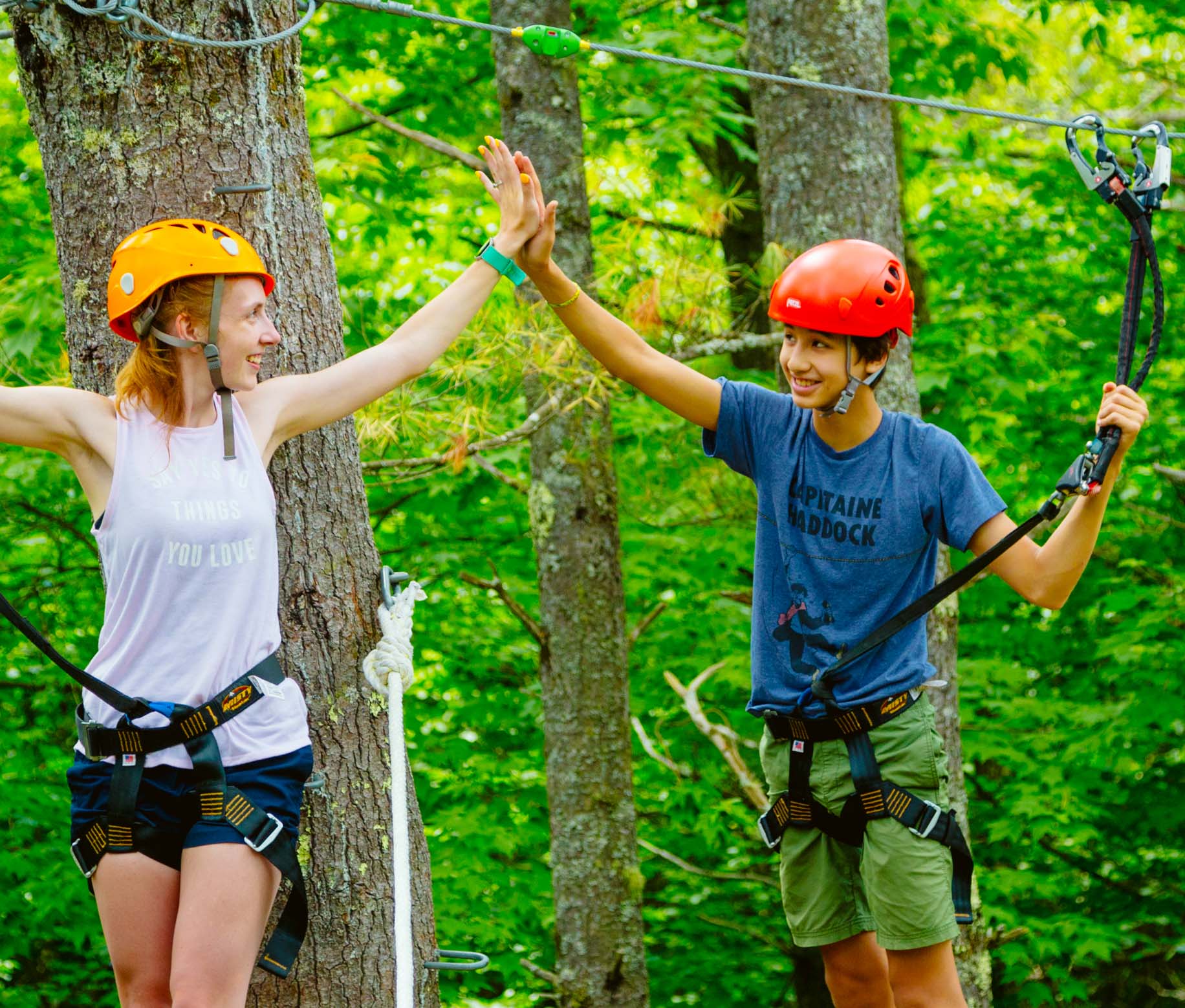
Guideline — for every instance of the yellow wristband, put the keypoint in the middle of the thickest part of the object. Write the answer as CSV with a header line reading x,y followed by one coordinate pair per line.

...

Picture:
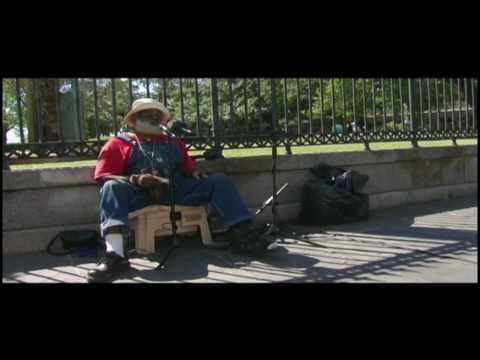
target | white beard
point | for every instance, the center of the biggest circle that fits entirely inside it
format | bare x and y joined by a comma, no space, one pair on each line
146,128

--

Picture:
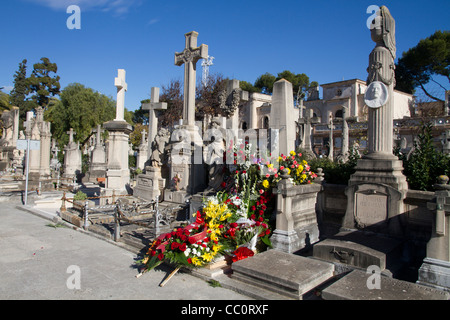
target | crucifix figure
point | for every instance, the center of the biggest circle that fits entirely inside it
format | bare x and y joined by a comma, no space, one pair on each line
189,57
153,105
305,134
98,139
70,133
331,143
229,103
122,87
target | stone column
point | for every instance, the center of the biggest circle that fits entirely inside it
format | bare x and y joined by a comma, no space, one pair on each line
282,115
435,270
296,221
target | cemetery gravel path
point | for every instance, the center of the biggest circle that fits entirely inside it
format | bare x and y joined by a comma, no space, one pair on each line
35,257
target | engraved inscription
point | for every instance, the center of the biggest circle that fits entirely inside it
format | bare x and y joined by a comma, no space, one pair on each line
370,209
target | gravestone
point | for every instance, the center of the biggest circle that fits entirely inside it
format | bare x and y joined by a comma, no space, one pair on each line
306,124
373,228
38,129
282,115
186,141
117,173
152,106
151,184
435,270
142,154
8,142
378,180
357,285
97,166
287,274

**Exercise**:
Find every line in the data above that contains the string "target", and copy each of those lines. Case counts.

**Output**:
target | white beard
target | crucifix figure
target | stone column
target | cemetery gravel path
target | engraved inscription
target | gravestone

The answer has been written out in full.